• [Text segment]:

_____

A simpler regular expression to parse quoted strings - javascript

The question is simple. I have a string that contains multiple elements which are embedded in single-quotation marks:
var str = "'alice' 'anna marie' 'benjamin' 'christin' 'david' 'muhammad ali'"
And I want to parse it so that I have all those names in an array:
result = [
'alice',
'anna marie',
'benjamin',
'christin',
'david',
'muhammad ali'
]
Currently I'm using this code to do the job:
var result = str.match(/\s*'(.*?)'\s*'(.*?)'\s*'(.*?)'\s*'(.*?)'/);
But this regular expression is too long and it's not flexible, so if I have more elements in the str string, I have to edit the regular expression.
What is the fastest and most efficient way to do this parsing? Performance and felxibility is important in our web application.
I have looked at the following question but they are not my answer:
Regular Expression For Quoted String
Regular Expression - How To Find Words and Quoted Phrases

Define the pattern once and use the global g flag.
var matches = str.match(/'[^']*'/g);
If you want the tokens without the single quotes around them, the normal approach would be to use sub-matches in REGEX - however JavaScript doesn't support the capturing of sub-groups when the g flag is used. The simplest (though not necessarily most efficient) way around this would be to remove them afterwards, iteratively:
if (matches)
for (var i=0, len=matches.length; i<len; i++)
matches[i] = matches[i].replace(/'/g, '');
[EDIT] - as the other answers say, you could use split() instead, but only if you can rely on there always being a space (or some common delimiter) between each token in your string.

_____

• [Data lines]:

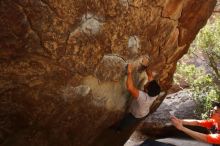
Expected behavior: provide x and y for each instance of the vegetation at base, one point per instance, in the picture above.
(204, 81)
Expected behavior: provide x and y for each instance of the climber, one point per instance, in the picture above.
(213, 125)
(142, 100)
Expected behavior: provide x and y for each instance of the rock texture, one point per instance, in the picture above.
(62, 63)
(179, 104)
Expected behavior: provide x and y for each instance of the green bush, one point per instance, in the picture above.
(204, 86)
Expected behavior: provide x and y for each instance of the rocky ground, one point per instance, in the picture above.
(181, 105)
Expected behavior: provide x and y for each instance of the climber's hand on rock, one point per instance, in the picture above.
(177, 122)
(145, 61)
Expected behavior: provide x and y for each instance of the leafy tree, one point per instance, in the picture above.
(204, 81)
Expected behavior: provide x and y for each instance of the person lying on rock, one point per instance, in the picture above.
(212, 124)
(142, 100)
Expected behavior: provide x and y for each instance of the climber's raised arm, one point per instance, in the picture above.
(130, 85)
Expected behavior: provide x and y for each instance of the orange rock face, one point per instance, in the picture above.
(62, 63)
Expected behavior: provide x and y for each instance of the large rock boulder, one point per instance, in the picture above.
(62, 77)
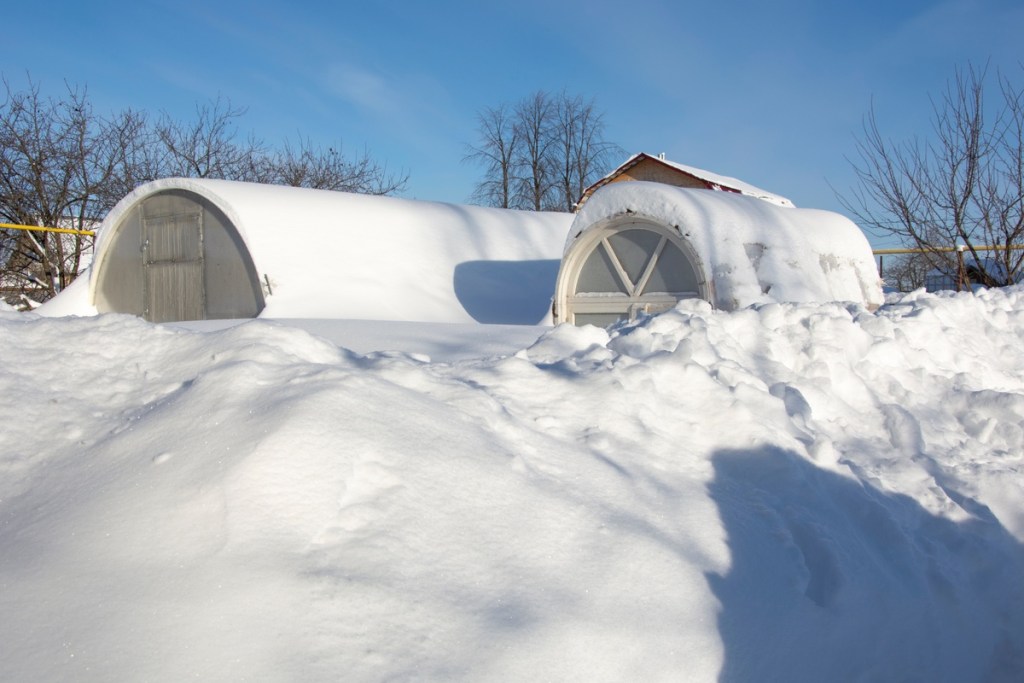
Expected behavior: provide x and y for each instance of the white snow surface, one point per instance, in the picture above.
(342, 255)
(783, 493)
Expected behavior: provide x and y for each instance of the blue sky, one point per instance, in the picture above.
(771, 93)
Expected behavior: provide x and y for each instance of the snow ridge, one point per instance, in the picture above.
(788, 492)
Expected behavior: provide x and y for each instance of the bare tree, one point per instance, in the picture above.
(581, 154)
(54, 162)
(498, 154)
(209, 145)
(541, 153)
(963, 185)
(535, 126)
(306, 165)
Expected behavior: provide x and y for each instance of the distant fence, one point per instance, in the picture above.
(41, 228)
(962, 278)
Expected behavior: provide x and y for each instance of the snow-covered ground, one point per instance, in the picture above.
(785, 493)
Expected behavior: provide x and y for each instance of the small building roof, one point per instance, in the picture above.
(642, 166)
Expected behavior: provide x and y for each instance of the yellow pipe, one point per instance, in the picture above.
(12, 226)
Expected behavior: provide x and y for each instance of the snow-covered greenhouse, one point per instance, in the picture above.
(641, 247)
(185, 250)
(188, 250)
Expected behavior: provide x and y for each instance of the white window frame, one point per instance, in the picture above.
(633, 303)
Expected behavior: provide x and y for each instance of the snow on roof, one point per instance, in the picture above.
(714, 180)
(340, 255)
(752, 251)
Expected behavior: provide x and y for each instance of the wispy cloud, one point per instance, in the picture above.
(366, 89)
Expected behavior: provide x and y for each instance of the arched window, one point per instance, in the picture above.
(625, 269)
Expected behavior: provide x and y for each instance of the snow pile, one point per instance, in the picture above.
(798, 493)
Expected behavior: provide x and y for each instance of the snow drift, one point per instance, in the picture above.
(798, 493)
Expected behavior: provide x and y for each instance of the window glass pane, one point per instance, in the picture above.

_____

• [The tasks]:
1. Reproduce the stretch of the quoted-string parsing thread from "What is the" through "global g flag.", word for word.
2. Extend the thread on parsing quoted strings with a regular expression, picking up right after its final sentence.
The material has no connection to the thread on parsing quoted strings.

• [Written answers]:
1.
What is the fastest and most efficient way to do this parsing? Performance and felxibility is important in our web application.
I have looked at the following question but they are not my answer:
Regular Expression For Quoted String
Regular Expression - How To Find Words and Quoted Phrases

Define the pattern once and use the global g flag.

2.
A different approach
I came here needing an approach that could parse a string for quotes and non quotes, preserve the order of quotes and non quotes, then output it with specific tags wrapped around them for React or React Native so I ended up not using the answers here because I wasn't sure how to get them to fit my need then did this instead.
function parseQuotes(str) {
var openQuote = false;
var parsed = [];
var quote = '';
var text = '';
var openQuote = false;
for (var i = 0; i < str.length; i++) {
var item = str[i];
if (item === '"' && !openQuote) {
openQuote = true;
parsed.push({ type: 'text', value: text });
text = '';
}
else if (item === '"' && openQuote) {
openQuote = false;
parsed.push({ type: 'quote', value: quote });
quote = '';
}
else if (openQuote) quote += item;
else text += item;
}
if (openQuote) parsed.push({ type: 'text', value: '"' + quote });
else parsed.push({ type: 'text', value: text });
return parsed;
}
That when given this:
'Testing this "shhhh" if it "works!" " hahahah!'
produces that:
[
{
"type": "text",
"value": "Testing this "
},
{
"type": "quote",
"value": "shhhh"
},
{
"type": "text",
"value": " if it "
},
{
"type": "quote",
"value": "works!"
},
{
"type": "text",
"value": " "
},
{
"type": "text",
"value": "\" hahahah!"
}
]
which allows you to easily wrap tags around it depending on what it is.
https://jsfiddle.net/o6seau4e/4/

When a regex object has the the global flag set, you can execute it multiple times against a string to find all matches. It works by starting the next search after the last character matched in the last run:
var buf = "'abc' 'def' 'ghi'";
var exp = /'(.*?)'/g;
for(var match=exp.exec(buf); match!=null; match=exp.exec(buf)) {
alert(match[0]);
}
Personally, I find it a really good way to parse strings.
EDIT: the expression /'(.*?)'/g matches any content between single-quote ('), the modifier *? is non-greedy and it greatly simplifies the pattern.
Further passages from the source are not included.